**ABOUT THIS EXERCISE:** Print every one of the records verbatim, omitting nothing.

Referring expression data
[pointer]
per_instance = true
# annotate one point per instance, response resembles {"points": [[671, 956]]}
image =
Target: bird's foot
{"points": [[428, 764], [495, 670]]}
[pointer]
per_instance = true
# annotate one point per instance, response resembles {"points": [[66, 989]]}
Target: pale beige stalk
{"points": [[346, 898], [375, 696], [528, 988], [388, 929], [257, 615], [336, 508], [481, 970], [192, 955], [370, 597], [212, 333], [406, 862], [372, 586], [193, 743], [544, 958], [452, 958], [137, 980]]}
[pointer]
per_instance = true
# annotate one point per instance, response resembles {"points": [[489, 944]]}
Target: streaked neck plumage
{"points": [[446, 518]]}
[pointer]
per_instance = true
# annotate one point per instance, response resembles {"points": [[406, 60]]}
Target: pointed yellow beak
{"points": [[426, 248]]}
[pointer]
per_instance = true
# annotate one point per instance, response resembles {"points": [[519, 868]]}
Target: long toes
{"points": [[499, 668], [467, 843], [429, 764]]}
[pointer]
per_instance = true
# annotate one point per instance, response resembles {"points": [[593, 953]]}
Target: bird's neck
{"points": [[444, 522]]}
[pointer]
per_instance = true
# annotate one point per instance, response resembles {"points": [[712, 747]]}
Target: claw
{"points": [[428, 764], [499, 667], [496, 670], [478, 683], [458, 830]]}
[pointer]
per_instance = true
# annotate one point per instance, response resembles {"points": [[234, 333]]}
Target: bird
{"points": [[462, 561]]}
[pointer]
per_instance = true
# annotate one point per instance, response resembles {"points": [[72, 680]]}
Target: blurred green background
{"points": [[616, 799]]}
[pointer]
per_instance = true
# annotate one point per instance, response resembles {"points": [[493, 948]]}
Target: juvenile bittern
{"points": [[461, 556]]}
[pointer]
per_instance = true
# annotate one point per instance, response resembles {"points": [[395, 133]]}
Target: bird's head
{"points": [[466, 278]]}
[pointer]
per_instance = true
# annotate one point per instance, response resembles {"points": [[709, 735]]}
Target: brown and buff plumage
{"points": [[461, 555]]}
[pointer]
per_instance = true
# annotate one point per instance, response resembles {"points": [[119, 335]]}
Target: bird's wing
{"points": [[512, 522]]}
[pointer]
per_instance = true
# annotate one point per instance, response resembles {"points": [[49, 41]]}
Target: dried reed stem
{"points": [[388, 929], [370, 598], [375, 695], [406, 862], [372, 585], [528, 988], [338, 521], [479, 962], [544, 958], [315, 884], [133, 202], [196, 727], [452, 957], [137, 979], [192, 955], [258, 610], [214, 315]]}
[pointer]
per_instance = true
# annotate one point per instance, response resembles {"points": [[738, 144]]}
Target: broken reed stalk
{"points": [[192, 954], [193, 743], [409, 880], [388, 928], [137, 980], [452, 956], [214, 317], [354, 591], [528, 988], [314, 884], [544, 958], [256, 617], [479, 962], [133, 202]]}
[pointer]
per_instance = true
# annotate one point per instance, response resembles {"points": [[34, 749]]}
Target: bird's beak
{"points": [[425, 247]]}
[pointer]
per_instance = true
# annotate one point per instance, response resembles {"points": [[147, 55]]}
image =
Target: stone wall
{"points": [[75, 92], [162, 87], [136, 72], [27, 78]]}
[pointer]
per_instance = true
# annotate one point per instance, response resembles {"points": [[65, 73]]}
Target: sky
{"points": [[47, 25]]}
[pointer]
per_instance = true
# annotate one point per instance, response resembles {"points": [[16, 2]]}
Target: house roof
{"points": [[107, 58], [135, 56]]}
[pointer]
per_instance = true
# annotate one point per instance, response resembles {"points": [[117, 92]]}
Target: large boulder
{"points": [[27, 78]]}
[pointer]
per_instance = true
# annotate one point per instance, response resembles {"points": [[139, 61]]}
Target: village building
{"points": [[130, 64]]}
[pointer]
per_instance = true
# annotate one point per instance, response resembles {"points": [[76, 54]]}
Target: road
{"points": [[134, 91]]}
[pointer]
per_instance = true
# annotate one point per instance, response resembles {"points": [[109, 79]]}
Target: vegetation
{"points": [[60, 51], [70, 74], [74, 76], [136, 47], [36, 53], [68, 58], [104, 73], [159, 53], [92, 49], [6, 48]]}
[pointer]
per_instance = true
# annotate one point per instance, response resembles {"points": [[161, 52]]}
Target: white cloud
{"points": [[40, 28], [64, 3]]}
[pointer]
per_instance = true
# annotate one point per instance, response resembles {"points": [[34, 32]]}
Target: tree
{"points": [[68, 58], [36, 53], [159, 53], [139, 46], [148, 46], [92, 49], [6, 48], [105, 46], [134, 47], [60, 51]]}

**SOLVED PROBLEM:**
[pointer]
per_instance = true
# annotate one point per instance, response resembles {"points": [[671, 956]]}
image =
Target: bird's foot
{"points": [[428, 764], [495, 670]]}
[pointer]
per_instance = true
# annotate one point per instance, response resembles {"points": [[66, 989]]}
Target: pale beige stalk
{"points": [[346, 898], [375, 696], [528, 988], [388, 929], [257, 615], [336, 508], [481, 970], [192, 955], [370, 597], [212, 333], [406, 862], [372, 586], [193, 743], [544, 958], [452, 958], [137, 980]]}
[pointer]
per_instance = true
# annotate one point per instance, response resembles {"points": [[489, 944]]}
Target: streaked neck plumage
{"points": [[446, 518]]}
[pointer]
per_instance = true
# annotate one point per instance, response resembles {"points": [[406, 60]]}
Target: pointed yellow beak
{"points": [[426, 248]]}
[pointer]
per_instance = true
# annotate one point per instance, response resembles {"points": [[519, 868]]}
Target: long toes
{"points": [[499, 668], [467, 843], [429, 764]]}
[pointer]
per_instance = true
# annotate one point per instance, response resembles {"points": [[593, 953]]}
Target: bird's neck
{"points": [[444, 522]]}
[pointer]
per_instance = true
# annotate one point per instance, response resembles {"points": [[712, 747]]}
Target: claw
{"points": [[428, 764], [499, 667], [496, 670], [478, 683], [458, 830]]}
[pointer]
per_instance = true
# annotate one point per instance, response resembles {"points": [[234, 333]]}
Target: bird
{"points": [[462, 561]]}
[pointer]
per_instance = true
# annotate one point per instance, response resembles {"points": [[72, 680]]}
Target: blurred green background
{"points": [[616, 799]]}
[pointer]
per_instance = true
# annotate one point per instance, response resembles {"points": [[493, 948]]}
Target: juvenile bittern
{"points": [[461, 556]]}
[pointer]
per_instance = true
# annotate one point per instance, response resembles {"points": [[395, 133]]}
Target: bird's head
{"points": [[466, 278]]}
[pointer]
per_instance = true
# annotate one point per instance, response resembles {"points": [[709, 735]]}
Target: brown and buff plumage
{"points": [[461, 555]]}
[pointer]
per_instance = true
# annotate one point per instance, response resembles {"points": [[119, 335]]}
Target: bird's wing
{"points": [[512, 522]]}
[pointer]
per_instance = true
# annotate one point per instance, response resembles {"points": [[49, 41]]}
Target: dried reed stem
{"points": [[388, 929], [370, 598], [375, 695], [406, 862], [372, 585], [528, 988], [338, 521], [479, 962], [544, 958], [315, 884], [133, 202], [196, 727], [452, 957], [137, 979], [192, 955], [258, 610], [214, 315]]}
[pointer]
per_instance = true
# annotate one point per instance, response resembles {"points": [[738, 144]]}
Target: broken reed stalk
{"points": [[192, 954], [193, 743], [409, 880], [388, 928], [137, 980], [452, 956], [214, 317], [354, 591], [528, 988], [314, 884], [544, 958], [256, 617], [479, 962], [133, 202]]}
[pointer]
per_instance = true
# annotate one point per instance, response resembles {"points": [[34, 749]]}
Target: bird's beak
{"points": [[425, 247]]}
[pointer]
per_instance = true
# annotate one point per instance, response resembles {"points": [[147, 55]]}
image =
Target: stone wall
{"points": [[75, 92], [162, 87], [136, 72], [27, 78]]}
[pointer]
per_instance = true
# annotate one point per instance, response resembles {"points": [[65, 73]]}
Target: sky
{"points": [[47, 25]]}
[pointer]
per_instance = true
# annotate one point per instance, response resembles {"points": [[16, 2]]}
Target: house roof
{"points": [[107, 58], [135, 56]]}
[pointer]
per_instance = true
# annotate one point per instance, response resembles {"points": [[117, 92]]}
Target: large boulder
{"points": [[27, 78]]}
[pointer]
per_instance = true
# annotate one point per instance, response resembles {"points": [[139, 61]]}
Target: village building
{"points": [[130, 64]]}
[pointer]
per_instance = true
# annotate one point per instance, response resembles {"points": [[76, 54]]}
Target: road
{"points": [[134, 91]]}
[pointer]
per_instance = true
# annotate one point per instance, response resembles {"points": [[109, 79]]}
Target: vegetation
{"points": [[60, 51], [70, 74], [74, 76], [136, 47], [36, 53], [68, 58], [104, 73], [159, 53], [92, 49], [6, 48]]}
[pointer]
per_instance = true
# annotate one point per instance, response resembles {"points": [[161, 52]]}
Target: white cloud
{"points": [[40, 28], [64, 3]]}
[pointer]
per_instance = true
# annotate one point per instance, response resembles {"points": [[34, 32]]}
Target: tree
{"points": [[68, 58], [36, 53], [159, 53], [139, 46], [148, 46], [92, 49], [6, 48], [105, 46], [134, 47], [60, 51]]}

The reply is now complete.